| Problems and tasks |
1. In the pull request discussion, which pull request does the reviewer recommend that the maintainers merge?
2. Extend the pull request discussion from its final comment.

| Extract |

** begin **

I came across the same problem, and found a very similar solution. I can confirm that the fundamental problem is the computed length of each argument as len(arg) in line 517 of the changed file.

I have reviewed the solution presented in this pull request. I find the updated code well written, and have successfully tested the updated version with both Python2 and Python3 using the provided example script from Dryscrape, as well as a script that I had written myself for a different purpose. In response to @M157q's comment on the use of the unicode identifier after checking for Python2, I believe that this should not be a problem (see my reply to the comment). I have added one comment to the changed file requesting a fix for the indentation.

I suggest to the maintainers of this repository to merge this pull request #33, to reject pull requests #28 and #31, and to mark issues #27 and #30 as fixed (or duplicates where appropriate).

niklasb commented 7 years ago

@M157q thank you for the patch and @PhilippVeerport thank you for your detailed analysis. I will try to look at this ASAP.

** end **

| Raw data |
** begin **

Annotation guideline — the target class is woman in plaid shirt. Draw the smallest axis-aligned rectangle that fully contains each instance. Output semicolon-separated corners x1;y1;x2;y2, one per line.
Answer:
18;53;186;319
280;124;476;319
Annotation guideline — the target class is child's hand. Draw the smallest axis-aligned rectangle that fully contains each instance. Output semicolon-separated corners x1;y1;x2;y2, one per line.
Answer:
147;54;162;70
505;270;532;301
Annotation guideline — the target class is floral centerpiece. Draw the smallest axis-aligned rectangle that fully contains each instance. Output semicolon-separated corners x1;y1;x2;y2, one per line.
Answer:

** end **

| Answers |
1. Pull request #33.

2.
niklasb commented 7 years ago

@M157q @PhilippVerpoort Thank you for your contribution. Unfortunately I have decided to no longer maintain dryscrape or webkit-server, since properly doing so would require rewriting webkit-server using QtWebEngine. Consider using a different package for your scraping if you do not want to be vulnerable to old WebKit bugs.

PhilippVerpoort commented 7 years ago

@niklasb Thanks for your reply. This is completely fair, but would you consider implementing this change and filing a new release with this bug fix anyway? At least people who do consider for some reason to use this piece of software will not have to go through the same process of manually applying this patch.